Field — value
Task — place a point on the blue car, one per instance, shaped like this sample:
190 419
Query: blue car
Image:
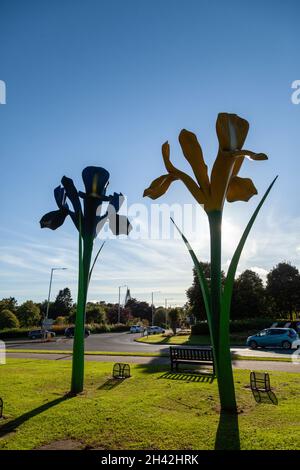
273 338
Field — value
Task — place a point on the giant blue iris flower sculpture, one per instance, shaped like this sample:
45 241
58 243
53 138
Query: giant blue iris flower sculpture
85 213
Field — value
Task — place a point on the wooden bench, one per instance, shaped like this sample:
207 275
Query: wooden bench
261 387
188 355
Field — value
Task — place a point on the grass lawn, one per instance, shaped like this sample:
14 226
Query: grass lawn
192 340
152 410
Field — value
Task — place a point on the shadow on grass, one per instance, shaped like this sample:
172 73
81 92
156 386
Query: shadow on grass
228 436
111 383
12 426
188 377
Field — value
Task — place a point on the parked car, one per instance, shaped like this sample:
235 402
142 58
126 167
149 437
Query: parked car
38 334
287 324
69 332
154 330
274 337
136 329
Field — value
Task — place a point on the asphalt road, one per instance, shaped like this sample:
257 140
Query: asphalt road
124 342
237 364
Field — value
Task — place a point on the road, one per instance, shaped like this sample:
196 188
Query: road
237 364
125 342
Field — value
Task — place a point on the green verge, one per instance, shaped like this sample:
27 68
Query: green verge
141 354
88 353
151 410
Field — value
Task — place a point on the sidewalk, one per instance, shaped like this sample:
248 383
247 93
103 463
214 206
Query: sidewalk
237 364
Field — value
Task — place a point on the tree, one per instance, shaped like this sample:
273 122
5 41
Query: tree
174 318
28 314
248 300
95 313
283 289
8 320
194 294
8 303
62 304
112 314
160 316
139 309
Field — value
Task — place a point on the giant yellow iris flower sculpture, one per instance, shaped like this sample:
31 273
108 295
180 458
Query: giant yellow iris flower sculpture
211 193
224 182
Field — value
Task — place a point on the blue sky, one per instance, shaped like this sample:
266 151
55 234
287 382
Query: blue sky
106 83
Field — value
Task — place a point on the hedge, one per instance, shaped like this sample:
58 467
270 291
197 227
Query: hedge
236 326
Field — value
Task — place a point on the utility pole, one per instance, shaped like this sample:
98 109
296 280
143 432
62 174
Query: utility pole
152 305
119 303
166 306
50 285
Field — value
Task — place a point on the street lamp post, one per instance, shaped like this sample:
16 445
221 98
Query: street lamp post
50 285
152 305
119 305
166 306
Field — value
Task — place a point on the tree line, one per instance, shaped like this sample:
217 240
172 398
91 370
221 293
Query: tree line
278 298
63 311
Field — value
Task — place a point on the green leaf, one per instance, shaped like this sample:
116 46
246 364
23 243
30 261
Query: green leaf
201 277
227 294
96 257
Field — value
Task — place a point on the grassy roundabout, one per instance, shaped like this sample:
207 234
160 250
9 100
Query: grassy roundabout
152 410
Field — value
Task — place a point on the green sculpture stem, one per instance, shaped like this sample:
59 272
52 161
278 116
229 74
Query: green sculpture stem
220 335
83 283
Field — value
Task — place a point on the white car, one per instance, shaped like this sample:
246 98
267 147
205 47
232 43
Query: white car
296 344
154 330
136 329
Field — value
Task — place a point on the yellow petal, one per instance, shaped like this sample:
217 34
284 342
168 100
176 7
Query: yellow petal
159 186
220 177
246 153
192 186
193 153
240 189
231 130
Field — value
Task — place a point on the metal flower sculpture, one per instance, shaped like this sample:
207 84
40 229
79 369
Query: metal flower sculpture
88 221
211 194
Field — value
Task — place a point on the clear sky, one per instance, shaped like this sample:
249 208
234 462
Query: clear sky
106 82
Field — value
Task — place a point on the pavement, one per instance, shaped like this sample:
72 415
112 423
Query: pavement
237 364
125 342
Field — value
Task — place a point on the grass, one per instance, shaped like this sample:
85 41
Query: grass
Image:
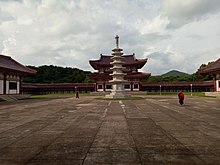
50 96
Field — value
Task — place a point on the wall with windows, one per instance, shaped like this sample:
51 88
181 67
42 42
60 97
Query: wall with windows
12 84
217 85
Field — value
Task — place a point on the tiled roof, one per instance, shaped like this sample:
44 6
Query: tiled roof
213 67
104 76
176 84
57 85
7 63
105 60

◇ ◇ ◇ ◇ ◇ ◇ ◇

## AIM:
From the listing above, print every entry precisely and drop the pictures.

## ANSWER FOR THIS EXERCISE:
Field — value
Task — place a point on the blue car, one per instance, shaped like this sample:
190 419
Query: blue car
Image:
273 338
Field — value
Task — place a point on the giant blue iris flower sculpture, one per instance, shaped like this sample:
45 241
58 243
53 138
Query: giant blue iris flower sculpture
85 213
Field — value
Task — place a point on the wooden bench, one per instance, shaped like this sample:
207 275
Query: wooden bench
261 387
188 355
Field — value
Task — place a point on the grass lawn, one per instance, shaped like this sample:
14 226
Query: grass lawn
192 340
152 410
Field — value
Task — place a point on the shadow on grass, one per instance, shaped like this sample:
172 73
81 92
156 386
Query: shadow on grass
228 436
111 383
12 426
188 377
Field — value
Task — place a point on the parked car, one per instance, shaped like this sample:
235 402
142 58
126 167
149 437
Query: parked car
38 334
287 324
69 332
154 330
274 337
136 329
Field — value
Task — place a point on the asphalt road, one per instance, shaped like this sample:
257 140
Query: asphalt road
124 342
237 364
Field — value
Task — place a point on the road, one per instance, shaped like this sample:
196 188
Query: road
237 364
125 342
Field — value
Task — place a point on the green verge, one per instance, shaped like this sample:
27 68
Query: green verge
141 354
88 353
151 410
Field — value
Task — place a point on the sidewalk, one per instance, shaped like this sample:
248 383
247 93
103 463
214 206
Query: sidewalk
237 364
Field — value
Task — place a point on the tree, one per instance, shaped like this sample:
273 122
5 41
Query: tree
174 318
28 314
248 300
95 313
283 289
8 320
194 294
8 303
62 304
112 314
160 316
139 309
Field — value
Task — place a point on the giant yellow iris flower sculpture, one per instance, shaped like this sample:
31 273
108 295
180 458
Query: giant yellow iris flower sculpture
211 193
224 182
Field — value
Task — place a point on the blue sky, one per instance, shaped like this sample:
266 151
55 234
287 382
Query: blue sky
106 83
Field — value
Task — place a point on the hedge, one per instance, shaped like this sample:
58 467
270 291
197 227
Query: hedge
236 326
Field — value
Task — place a point on the utility pole, one per instance, shaped like this sample:
98 109
296 280
143 432
62 174
Query: utility pole
152 305
119 303
166 306
50 285
Field — value
Task — place a point on the street lamp post, one per instance, shaped like this sample:
16 445
221 98
Query: street lamp post
50 285
152 305
119 305
166 306
Field — value
Task — place a point on the tree line, one per instance, shaped like this sample:
217 240
172 398
91 370
221 293
Query: tree line
278 298
63 311
Field — value
Task — place a point on the green leaf, one per instance, shaped like this sample:
116 46
246 364
23 243
30 261
Query: green leaf
201 277
227 294
96 257
Field — value
Task — place a point on the grassy roundabout, one per instance, shaped like this sample:
207 234
160 250
9 100
Query: grassy roundabout
152 410
Field — value
Task — place a point on the green sculpture stem, one per instance, shaped like this sample:
59 272
52 161
278 116
229 74
Query: green sculpture stem
220 335
83 283
Field — value
Task — place a point on the white car, one per instance, shaped like this sample:
246 98
267 147
205 47
232 43
Query: white car
296 344
154 330
136 329
Field — value
Task — place a point on the yellow petal, one per instance, shaped like this sample:
217 34
284 342
168 100
176 7
Query: yellow petal
159 186
220 177
246 153
192 186
193 153
240 189
231 130
Field — value
Task — place a point on the metal flower sculpture, one per instance, shaped like this sample:
207 84
40 229
79 369
Query: metal flower sculpture
88 221
211 194
Field — value
Task — place a point on the clear sky, one per instance, shaped like this sample:
249 208
234 462
Query: clear sky
106 82
Field — value
Task — place a point on the pavement, one per instance, shaped like this sample:
72 415
112 423
Query: pavement
237 364
125 342
Field — value
Task — place a point on the grass, one per instance, shaped like this sample:
85 41
Query: grass
Image:
50 96
Field — value
Task — place a point on the wall with windows, one per instance, shaped like this sample:
51 88
181 67
42 42
60 97
Query: wall with windows
12 84
217 85
Field — value
Task — place a point on the tiled roof, one per instance, shaped like this sample:
44 6
Query: tiled roof
213 67
104 76
176 84
57 85
7 63
105 60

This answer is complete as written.